» Given text:
======

Second, account for the entropy value of the j-th indicator.

$$e_i=-k{\displaystyle \sum _{i=1}^m{Y}_{ij}\ln Y_{ij}}$$

(27)

Third, determine the weights of each indicator.

$$W_j=\frac{1-e_i}{{\displaystyle \sum _{i=1}^{n}1-e_i}}$$

(28)

Finally, perform a composite index calculation as follows:

$$I_i={\displaystyle \sum _{j=1}^n{W}_j\times X_{ij}}$$

(29)

In Equations (26)–(29) above, $Y_{ij}$ denotes the weight of the j-th indicator of the i-th county, n indicates the number of counties, $e_i$ is the entropy value, $k=\frac{1}{\ln m}$, m is the number of indicators, $W_j$ is the indicator weight, and $I_i$ denotes the economic intensity index of the i-th county.

The specific index weights are shown in Table 2. Among the 15 indicators, the economic density and highway density have a higher weight because the higher the density of the county economy, the more frequent the economic activity, and the more vigorous the demand and consumption of ES. At the same time, there are also funds, technology, and labor inputs to protect the ecological environment; in particular, it is beneficial to promote the transformation of ES into ecological funds and realize the value of the grassland ES in the KDC. Highway density is an important index that reflects transportation accessibility. The higher the highway density, the faster and more convenient the material flow, information flow and capital flow in the county, and the more beneficial it is to improve the value realization rate of the grassland ES in the KDC.

======

[Excerpts of location labeling data]
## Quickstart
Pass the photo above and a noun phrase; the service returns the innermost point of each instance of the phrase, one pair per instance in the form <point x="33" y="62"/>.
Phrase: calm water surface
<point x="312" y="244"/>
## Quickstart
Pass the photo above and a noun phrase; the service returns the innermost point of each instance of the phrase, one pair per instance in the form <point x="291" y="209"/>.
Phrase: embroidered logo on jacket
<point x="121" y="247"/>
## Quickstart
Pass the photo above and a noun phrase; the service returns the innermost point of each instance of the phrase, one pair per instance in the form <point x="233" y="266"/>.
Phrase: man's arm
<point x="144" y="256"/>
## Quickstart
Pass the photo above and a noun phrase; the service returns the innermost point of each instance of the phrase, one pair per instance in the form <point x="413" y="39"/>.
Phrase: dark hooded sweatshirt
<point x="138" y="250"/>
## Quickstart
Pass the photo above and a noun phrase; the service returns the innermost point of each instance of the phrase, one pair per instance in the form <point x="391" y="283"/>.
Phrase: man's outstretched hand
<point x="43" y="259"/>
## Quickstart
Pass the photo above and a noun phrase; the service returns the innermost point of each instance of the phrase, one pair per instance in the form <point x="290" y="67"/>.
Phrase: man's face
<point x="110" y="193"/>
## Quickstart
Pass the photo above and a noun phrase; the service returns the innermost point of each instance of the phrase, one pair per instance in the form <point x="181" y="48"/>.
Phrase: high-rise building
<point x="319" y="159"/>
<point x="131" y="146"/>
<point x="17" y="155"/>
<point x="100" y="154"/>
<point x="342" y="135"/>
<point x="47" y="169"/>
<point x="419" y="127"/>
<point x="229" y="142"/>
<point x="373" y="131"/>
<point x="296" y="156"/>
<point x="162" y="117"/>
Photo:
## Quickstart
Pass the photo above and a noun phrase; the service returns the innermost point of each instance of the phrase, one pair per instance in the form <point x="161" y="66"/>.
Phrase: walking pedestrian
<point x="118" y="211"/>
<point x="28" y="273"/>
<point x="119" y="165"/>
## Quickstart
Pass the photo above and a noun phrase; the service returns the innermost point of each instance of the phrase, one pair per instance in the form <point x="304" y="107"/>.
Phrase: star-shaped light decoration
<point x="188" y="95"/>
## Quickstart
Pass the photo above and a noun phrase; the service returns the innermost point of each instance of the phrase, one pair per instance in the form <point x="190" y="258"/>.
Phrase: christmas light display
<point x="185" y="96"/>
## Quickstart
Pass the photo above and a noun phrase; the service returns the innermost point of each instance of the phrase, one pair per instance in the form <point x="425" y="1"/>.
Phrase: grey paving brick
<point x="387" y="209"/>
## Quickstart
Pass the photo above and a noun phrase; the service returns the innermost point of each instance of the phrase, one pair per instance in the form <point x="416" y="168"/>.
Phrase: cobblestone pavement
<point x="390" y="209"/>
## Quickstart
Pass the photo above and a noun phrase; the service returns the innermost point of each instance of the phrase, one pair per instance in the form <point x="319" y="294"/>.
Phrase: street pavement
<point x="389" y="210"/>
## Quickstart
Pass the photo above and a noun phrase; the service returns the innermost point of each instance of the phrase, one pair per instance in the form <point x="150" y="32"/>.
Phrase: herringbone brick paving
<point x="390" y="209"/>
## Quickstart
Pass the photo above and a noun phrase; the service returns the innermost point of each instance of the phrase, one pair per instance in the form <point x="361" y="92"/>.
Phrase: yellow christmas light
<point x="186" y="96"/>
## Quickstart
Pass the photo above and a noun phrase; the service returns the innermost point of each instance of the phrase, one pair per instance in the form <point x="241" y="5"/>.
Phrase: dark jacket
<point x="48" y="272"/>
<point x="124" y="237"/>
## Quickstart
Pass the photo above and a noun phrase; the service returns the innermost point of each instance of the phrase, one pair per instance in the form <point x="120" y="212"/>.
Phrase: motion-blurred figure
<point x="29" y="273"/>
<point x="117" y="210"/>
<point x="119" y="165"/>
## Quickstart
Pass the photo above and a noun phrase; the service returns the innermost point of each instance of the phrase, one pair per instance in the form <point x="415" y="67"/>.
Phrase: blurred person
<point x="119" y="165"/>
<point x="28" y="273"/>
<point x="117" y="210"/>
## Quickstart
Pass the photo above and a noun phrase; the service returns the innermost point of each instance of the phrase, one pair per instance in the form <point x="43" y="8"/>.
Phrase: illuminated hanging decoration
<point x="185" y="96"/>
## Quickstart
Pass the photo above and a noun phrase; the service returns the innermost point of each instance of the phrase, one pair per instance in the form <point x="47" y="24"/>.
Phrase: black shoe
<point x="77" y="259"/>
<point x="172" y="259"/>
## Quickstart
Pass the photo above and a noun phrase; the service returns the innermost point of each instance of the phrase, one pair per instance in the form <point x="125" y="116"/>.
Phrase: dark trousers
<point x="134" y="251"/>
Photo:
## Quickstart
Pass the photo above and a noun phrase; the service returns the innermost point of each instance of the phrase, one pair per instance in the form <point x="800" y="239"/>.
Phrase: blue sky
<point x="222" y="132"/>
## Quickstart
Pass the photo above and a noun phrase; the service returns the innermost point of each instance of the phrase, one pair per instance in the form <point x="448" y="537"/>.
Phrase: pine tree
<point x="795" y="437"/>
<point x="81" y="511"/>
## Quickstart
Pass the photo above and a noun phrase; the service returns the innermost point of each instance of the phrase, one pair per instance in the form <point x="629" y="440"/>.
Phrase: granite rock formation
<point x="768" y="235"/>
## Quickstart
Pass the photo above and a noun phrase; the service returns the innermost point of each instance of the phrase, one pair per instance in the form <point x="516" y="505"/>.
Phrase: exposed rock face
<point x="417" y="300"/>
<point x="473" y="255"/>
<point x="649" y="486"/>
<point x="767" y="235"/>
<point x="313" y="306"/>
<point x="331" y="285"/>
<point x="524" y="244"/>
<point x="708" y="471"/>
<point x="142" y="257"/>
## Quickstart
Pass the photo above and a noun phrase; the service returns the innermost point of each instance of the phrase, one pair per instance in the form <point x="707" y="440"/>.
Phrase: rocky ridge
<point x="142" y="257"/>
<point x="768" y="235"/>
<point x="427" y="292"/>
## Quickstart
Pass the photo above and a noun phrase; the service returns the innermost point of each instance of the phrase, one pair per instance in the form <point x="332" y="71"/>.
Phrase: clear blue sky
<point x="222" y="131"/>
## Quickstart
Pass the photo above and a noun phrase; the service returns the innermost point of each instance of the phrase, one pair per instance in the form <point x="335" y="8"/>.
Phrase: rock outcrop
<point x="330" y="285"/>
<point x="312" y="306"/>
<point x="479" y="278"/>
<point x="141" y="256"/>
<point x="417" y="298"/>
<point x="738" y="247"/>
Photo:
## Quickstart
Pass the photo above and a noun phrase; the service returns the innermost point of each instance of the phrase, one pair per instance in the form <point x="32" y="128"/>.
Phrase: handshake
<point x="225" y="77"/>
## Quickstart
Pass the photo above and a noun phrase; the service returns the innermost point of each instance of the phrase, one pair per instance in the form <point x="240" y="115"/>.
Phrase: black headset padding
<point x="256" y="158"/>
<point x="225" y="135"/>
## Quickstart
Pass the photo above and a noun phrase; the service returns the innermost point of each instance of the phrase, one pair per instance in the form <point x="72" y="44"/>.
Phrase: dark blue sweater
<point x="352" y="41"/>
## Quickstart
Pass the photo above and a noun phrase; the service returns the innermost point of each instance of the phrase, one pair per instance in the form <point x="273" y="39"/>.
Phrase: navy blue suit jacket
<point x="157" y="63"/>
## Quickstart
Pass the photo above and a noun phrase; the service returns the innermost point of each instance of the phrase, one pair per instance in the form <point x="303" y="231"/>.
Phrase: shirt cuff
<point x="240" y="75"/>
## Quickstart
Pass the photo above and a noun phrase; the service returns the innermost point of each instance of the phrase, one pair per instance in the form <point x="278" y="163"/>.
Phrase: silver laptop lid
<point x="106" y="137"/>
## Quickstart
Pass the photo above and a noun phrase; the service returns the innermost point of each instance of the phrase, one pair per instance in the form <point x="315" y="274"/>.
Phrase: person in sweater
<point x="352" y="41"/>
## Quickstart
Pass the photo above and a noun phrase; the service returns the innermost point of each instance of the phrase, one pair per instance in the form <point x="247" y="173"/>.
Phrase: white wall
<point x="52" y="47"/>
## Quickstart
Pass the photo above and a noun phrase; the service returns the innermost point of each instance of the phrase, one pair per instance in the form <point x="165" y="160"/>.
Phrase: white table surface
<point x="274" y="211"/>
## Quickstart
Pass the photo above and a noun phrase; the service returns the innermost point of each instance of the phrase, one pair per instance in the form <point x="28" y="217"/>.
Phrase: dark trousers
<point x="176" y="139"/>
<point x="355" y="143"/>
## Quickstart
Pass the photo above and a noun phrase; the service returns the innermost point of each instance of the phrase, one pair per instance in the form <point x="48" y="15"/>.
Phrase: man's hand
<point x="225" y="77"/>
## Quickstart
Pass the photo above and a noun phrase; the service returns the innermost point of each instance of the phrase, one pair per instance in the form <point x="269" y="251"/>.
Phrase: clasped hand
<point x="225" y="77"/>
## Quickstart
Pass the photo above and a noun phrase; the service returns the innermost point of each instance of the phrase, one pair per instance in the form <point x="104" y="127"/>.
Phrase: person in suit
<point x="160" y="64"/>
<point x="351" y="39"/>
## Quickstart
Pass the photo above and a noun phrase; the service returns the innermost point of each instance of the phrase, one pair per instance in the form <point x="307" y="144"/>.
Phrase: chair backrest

======

» Tasks for this exercise:
(1) Duplicate the stretch of the indicator-weighting text from "Second, account for" through "of each indicator.".
(2) According to the indicator-weighting text, what does highway density reflect?
(3) Take the indicator-weighting text further, writing on from its final sentence.

» Expected answers:
(1)
Second, account for the entropy value of the j-th indicator.

$$e_i=-k{\displaystyle \sum _{i=1}^m{Y}_{ij}\ln Y_{ij}}$$

(27)

Third, determine the weights of each indicator.

(2) Highway density reflects transportation accessibility.

(3)
2.3.3. Characteristic Quantification of Grassland GEP in the KDC Area

• Structural characteristic of grassland GEP in the KDC area

Public eco-products index. It is used to reflect the size of the proportion of public eco-products. The larger the share, the more prominent the regional ecological function, the lower the degree of marketability, and the more necessary it is for both the government and market instruments to increase the value realization rate of ES. The formula is:

$$R_{EVR}=\frac{ERV}{GEP}$$

(30)

where $R_{EVR}$ and $ERV$ refer to the public eco-products index and ecosystem regulation services, respectively.

Industrial scale concentration index. It is used to reflect the degree of industry aggregation. The formula is:

$$C{R}_5=\frac{{\displaystyle {\sum }_{\mathrm{i}=1}^{5}GE{P}_i}}{GEP}$$

(31)

where CR₅ is the concentration index of the industrial scale (%), which is the ratio between the value of the five largest categories of ES and the GEP; ${\displaystyle {\sum }_{\mathrm{i}=1}^{5}GE{P}_i}$ is the sum of the values of the five largest ES (10,000 CNY); and $GEP$ is total value of grassland ES in the GKD (10,000 CNY).

• Geospatial characteristics of grassland GEP in the KDC

We use geographic concentration as a metric. The Herfindahl index is used to reflect the spatial concentration of the GEP. The more concentrated the spatial distribution of the GEP, the more limited the relative beneficiaries. However, for two regions with comparable total GEP, the smaller the Herfindahl index, the more beneficial it is to improve the equalization and effectiveness of ecological well-being.

$$G_h={\displaystyle {\sum }_{k=1}^{n}S{k}^2-\frac{1}{K}}$$

(32)

where $G_h$ is the Herfindahl index; $S_K$ is the share of GEP in the total GEP for the k-th region; and K is number of regions.

2.3.4. Spatial Autocorrelation Analysis

The Moran index is used to analyze the autocorrelation of the counties in the study area, and the formula is as follows:

$${Moran}^{\prime }sI=\frac{{\displaystyle {\sum }_j^n{\displaystyle {\sum }_{j=i}^n(x_i-\overline{x})(x_j-\overline{x})}}}{S^2{\displaystyle {\sum }_j^n{\displaystyle {\sum }_{j=i}^n{w}_{ij}}}}$$

(33)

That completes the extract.